PASSAGE:
Thursday, May 7, 2009

Balsillie and NHL Agree on Something

They need more time...


All sides agreed the key motion that needs to be resolved is what Coyotes lawyer Thomas Salerno called "the Alexander Haig" issue of "who's in charge."

As far as the NHL is concerned, deputy commissioner Bill Daly has been installed as the team's chief executive officer. The league contends it has the legal right to remove owner Jerry Moyes from all positions of authority after he went behind their back to put the team in bankruptcy and get an offer from Balsillie to buy the team for $212.5 million on the premise he will move the team to Hamilton.
The league says Moyes had no right to sell Hamilton as a market. Moyes believes he's still in control of the team.

The court gave both sides time next week to determine who is in charge. The NHL will make its case May 13. Moyes will make his argument on May 15, and a final hearing will be held May 19.
Other matters were being discussed as the afternoon continued.

The NHL issued a statement Tuesday night saying it removed Moyes from power shortly after Moyes filed for Chapter 11 bankruptcy and mused Moyes did not have the power to place the team in bankruptcy. They did so about an hour after Moyes announced that BlackBerry billionaire Jim Balsillie ((0pictured, thanks hockeynation.com)) had a firm $212.5 million offer to buy the team and move it to Hamilton.

"The Debtors (Moyes) dispute the NHL's contentions that Mr. Moyes has been removed from his position of authority to act on behalf of the Debtors, that the NHL owns the Coyotes, or that these Cases were not commenced by a valid representative of the Debtors," said the motion filed Thursday morning. "In addition, the Debtors dispute any contention of the NHL that Mr. Moyes lacked the authority to execute an asset purchase agreement on behalf of the Debtors for the sale of their assets."

It's also clear from the court filings earlier in the week that Balsillie and Moyes intend to fight tooth and nail — using every legal avenue possible — to complete the sale and move the franchise north where it would most likely play the 2009-10 season in Copps Coliseum.

The NHL is doing what it can to stop the sale, and prevent Balsillie from completing his long-awaited dream of bringing a seventh NHL franchise to Canada, one close to his home in Waterloo, headquarters of RIM.

Moyes put his team in Chapter 11 bankruptcy protection. The club has never made a profit in the time that it moved from Winnipeg in 1996.

The judge is being asked to put the team up for auction, with the process to be complete before June 26 — the day of the NHL draft. Balsillie would have to right to counterbid should another suitor come forward and beat his baseline offer.

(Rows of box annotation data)
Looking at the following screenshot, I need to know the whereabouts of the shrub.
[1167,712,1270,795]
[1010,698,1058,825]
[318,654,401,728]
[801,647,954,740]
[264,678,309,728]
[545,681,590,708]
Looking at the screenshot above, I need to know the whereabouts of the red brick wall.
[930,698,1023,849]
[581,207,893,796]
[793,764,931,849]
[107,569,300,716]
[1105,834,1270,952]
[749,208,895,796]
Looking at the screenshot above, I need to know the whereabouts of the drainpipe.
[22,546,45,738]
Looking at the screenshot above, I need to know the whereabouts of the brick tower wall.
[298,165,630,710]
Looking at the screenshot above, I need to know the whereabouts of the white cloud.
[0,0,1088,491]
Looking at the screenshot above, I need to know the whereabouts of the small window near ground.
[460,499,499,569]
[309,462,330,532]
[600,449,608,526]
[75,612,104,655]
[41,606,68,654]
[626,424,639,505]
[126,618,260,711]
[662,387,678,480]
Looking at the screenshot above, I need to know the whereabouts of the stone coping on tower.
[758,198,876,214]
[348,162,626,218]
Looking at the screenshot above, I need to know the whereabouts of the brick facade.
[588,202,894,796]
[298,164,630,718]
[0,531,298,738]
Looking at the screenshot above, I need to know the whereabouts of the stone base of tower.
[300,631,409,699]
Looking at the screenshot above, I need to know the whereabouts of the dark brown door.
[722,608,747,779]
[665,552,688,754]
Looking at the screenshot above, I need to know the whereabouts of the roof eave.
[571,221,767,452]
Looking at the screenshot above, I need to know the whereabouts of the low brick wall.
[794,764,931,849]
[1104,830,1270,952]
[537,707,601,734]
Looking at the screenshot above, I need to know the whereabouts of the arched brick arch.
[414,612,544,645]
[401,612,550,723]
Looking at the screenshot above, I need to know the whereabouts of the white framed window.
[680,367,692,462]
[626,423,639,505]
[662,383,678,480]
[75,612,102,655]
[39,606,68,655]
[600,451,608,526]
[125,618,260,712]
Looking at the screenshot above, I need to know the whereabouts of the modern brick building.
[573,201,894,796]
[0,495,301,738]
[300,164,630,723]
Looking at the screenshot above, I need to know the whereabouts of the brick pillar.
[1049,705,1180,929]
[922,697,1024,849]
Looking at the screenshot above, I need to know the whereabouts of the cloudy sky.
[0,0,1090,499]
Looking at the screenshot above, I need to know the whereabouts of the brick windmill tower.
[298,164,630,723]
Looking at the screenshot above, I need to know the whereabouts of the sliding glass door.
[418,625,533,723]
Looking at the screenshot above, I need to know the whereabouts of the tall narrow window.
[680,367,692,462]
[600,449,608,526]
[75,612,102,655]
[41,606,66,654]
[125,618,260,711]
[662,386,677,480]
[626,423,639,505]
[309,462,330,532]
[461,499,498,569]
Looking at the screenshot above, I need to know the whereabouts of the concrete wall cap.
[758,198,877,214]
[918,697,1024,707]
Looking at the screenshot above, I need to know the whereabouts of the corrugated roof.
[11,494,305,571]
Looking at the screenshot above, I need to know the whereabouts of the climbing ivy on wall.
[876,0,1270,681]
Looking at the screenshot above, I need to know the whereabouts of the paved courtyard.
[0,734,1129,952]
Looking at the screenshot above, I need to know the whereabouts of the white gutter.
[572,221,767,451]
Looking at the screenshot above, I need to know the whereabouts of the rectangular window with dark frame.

INSTRUCTION 1: In the passage about the Coyotes bankruptcy case, on what date will the NHL make its argument over who is in charge of the team?
INSTRUCTION 2: Continue the passage about the Coyotes bankruptcy case from where it stops.

WRITTEN REPLY 1: May 13.

WRITTEN REPLY 2:
The filings anticipate that the NHL and the Toronto Maple Leafs would try to block the Coyotes' proposed move to Hamilton, encroaching on marketing territory the Leafs believe belongs to them.

The court documents argue such a move "unreasonably restrains competition in violation of the antitrust laws."

The filings also argue the denial of moving the team to Hamilton would result in "significant anticompetitive effects... Because there are no other viable purchasers or other investors for the Phoenix Coyotes."

The NHL may take issue with that statement, with it now widely believed that White Sox owner Jerry Reinsdorf was ready to step in and keep the Coyotes in Phoenix.

The documents say that ticket revenue — which is 50 per cent of total revenues for a typical NHL team — was hovering between 40 per cent and 43 per cent over the last three years for the Coyotes, "which suggests that the tickets are currently underpriced or the number sold is inadequate. The average ticket price for the Phoenix Coyotes was $37.45, which is $12.21 below the NHL average."

The Coyotes generated $54 million in revenue and $76 million in expenses for the 2005-06 fiscal year, a loss of nearly $22 million. They generated $59 million in 06-07, but ran expenses of $89 million, a loss of $30 million.

In 07-08, the team generated $56.5 million, spent $85.3 million, losing of $21.7 million.
The documents argue a team in Hamilton would be "pro" competition in that it would compete with the Sabres and Leafs for broadcast rights, media contracts, team merchandise and fan support "all of which would lower prices for such goods and services and directly and indirectly benefit consumers. Higher prices and lower output — the direct result of what is likely to be sought by the NHL — are the hallmarks of anticompetitive behaviour."
The Globe and Mail's Eric Duhatschek and James Mirtle discuss the whole proceeding in black...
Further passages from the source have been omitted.